======== 所附列表 ========

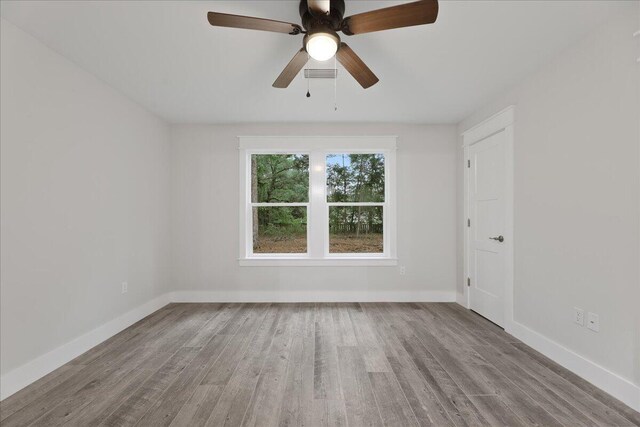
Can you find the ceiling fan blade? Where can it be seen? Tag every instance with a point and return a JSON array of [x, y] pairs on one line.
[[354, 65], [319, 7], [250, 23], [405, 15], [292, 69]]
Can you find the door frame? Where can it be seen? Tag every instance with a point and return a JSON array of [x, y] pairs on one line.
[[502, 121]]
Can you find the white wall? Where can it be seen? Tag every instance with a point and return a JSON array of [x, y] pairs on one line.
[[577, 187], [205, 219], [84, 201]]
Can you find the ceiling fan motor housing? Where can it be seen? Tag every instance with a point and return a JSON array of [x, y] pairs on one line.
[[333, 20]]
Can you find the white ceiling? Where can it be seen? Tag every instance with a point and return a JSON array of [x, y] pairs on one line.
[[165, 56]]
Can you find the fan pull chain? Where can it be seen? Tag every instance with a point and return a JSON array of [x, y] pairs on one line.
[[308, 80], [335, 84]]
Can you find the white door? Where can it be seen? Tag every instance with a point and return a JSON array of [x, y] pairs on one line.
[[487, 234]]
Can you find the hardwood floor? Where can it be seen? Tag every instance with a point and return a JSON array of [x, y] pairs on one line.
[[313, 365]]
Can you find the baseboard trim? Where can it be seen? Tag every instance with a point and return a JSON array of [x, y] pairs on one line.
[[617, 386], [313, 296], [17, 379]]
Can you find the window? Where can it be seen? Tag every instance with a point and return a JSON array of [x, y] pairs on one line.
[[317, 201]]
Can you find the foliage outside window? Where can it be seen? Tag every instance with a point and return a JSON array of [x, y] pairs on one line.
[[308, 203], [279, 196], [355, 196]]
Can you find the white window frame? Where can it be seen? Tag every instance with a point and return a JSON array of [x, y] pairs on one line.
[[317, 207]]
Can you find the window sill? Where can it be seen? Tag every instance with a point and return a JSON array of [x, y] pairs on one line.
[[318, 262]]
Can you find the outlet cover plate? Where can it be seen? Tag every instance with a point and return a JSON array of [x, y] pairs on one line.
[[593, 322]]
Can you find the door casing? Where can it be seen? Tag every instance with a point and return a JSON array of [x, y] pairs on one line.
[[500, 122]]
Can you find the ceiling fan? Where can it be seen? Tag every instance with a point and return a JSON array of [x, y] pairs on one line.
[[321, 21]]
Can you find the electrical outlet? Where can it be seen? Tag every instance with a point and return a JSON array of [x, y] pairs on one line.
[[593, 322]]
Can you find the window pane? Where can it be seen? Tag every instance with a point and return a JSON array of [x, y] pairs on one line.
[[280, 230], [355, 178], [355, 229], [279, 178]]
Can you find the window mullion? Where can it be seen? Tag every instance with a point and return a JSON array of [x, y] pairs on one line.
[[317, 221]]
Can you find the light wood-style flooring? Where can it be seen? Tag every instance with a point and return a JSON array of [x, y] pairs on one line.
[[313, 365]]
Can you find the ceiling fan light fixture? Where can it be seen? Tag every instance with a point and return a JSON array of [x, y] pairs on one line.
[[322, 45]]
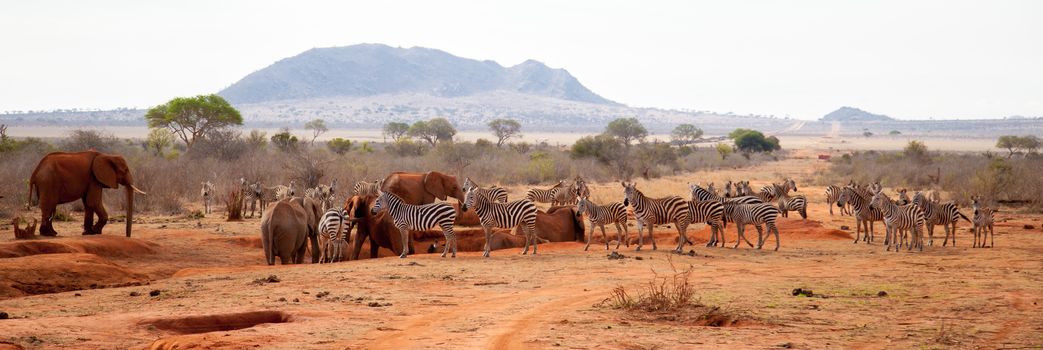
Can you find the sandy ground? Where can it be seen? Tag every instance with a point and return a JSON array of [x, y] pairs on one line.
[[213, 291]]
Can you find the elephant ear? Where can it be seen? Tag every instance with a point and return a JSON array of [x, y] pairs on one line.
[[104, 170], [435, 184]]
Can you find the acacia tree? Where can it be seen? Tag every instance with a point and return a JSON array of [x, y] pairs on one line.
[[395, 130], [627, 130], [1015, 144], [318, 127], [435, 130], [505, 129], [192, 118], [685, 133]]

========

逐字照录上方列表中的全部文字，图片不要放进回答。

Can you find the ceiling fan blade? Where can it be seen? Tag every instance with a point and return a JSON array of [x, y] pairs on one line.
[[354, 65], [319, 7], [250, 23], [405, 15], [292, 69]]
Can you find the door frame? Where can it be seen? Tag every instance with a point and return a JSON array of [x, y] pairs on one line.
[[502, 121]]
Can you find the white wall? Where can it be seen? Tag every instance with a point and return a JSON array of [x, y] pairs on one line.
[[577, 187], [205, 219], [84, 201]]
Can you find the ceiling fan motor housing? Where can it be seen? Tag every instance with a point and return a JSON array of [x, y] pairs on one line.
[[333, 20]]
Can you find the white ceiling? Where can it be seen? Tag every instance with a point and return a JSON array of [x, y] pairs on one line.
[[165, 56]]
Can you find the fan pull chain? Where can it be seen? Tag every instance with a point and return a JSON array of [x, y] pairs on one line.
[[308, 80], [335, 84]]
Can you find the white door? Where can it be seen? Tag every instance with a point and return a JSON array of [x, y] pairs on one line.
[[487, 234]]
Can you find the hardwood floor? Where can it be seen? Tag every instance with a point and return a JSON array of [x, y] pairs on one line.
[[313, 365]]
Can you find the baseboard trim? Where can it be seen? Tag every instance with a point and return a JSON array of [x, y] pairs on one line.
[[617, 386], [313, 296], [17, 379]]
Can you find the window? Where can it be seen? Tag every instance with a point and return a JSON array of [x, y] pairs on one line.
[[317, 201]]
Can you find the foliage outside window? Where can it be seen? Tag every instance with a point and return a JSON array of [x, y] pairs on one line.
[[308, 203], [279, 196], [355, 196]]
Can you find the white window frame? Where can it be seen? Tag every instance with a point and return a JSON array of [x, y] pairs on one line.
[[317, 207]]
Can you find the window sill? Where can it be seen? Tag every instance with a point and return a JSON array of [x, y] pairs on one line.
[[318, 262]]
Can you find the outlet cover plate? Where can it be seen? Tag every instance with a point and return a JSON array of [x, y] pairs on one line.
[[593, 322]]
Can you find the door casing? Where can it be seen? Tag every instance with a point and return a JSON array of [x, y] pairs on one line.
[[500, 122]]
Can you find the ceiling fan? Where can it be seen? Tag every instance with a point and return a JSON array of [x, y] pairs on one line.
[[321, 21]]
Can you find the electrical outlet? Where can it be seen? Tag every instance with a point and return a JSON array of [x, y] pairs on one line.
[[593, 322]]
Can you find the window pane? Where can it be seen? Tag every instance with a point and return a JSON array of [x, y] pairs on one line.
[[280, 230], [355, 178], [355, 229], [279, 178]]
Can you find the window mullion? Where can it be seen? Tag every instance with a point and return a JSON array of [x, y] pairs on one line.
[[317, 221]]
Can you find the light wood-style flooring? Where can it be seen? Tag every instance with a point and return a JSON array of [x, y] pairs on one line.
[[313, 365]]
Can you find the ceiling fan light fixture? Where can it be seen? Tag every instance with a point and return a JSON array of [x, y] pairs on one line.
[[322, 45]]
Can you find the sandy ground? Where can it be seen? Tag every instance with a point and return a JSON array of [x, y] pairs on one line.
[[213, 291]]
Can you find the elephant ear? Where can it be seen? Tag every instance with a point and return a JSON array of [x, y] pairs on one line.
[[104, 170], [435, 184]]
Can you find the acacia tree? Where can it be seen? Tag every instance with a point and return a JSON array of [x, y] pairs on one line.
[[395, 130], [627, 130], [1015, 144], [318, 127], [435, 130], [505, 129], [192, 118], [685, 133]]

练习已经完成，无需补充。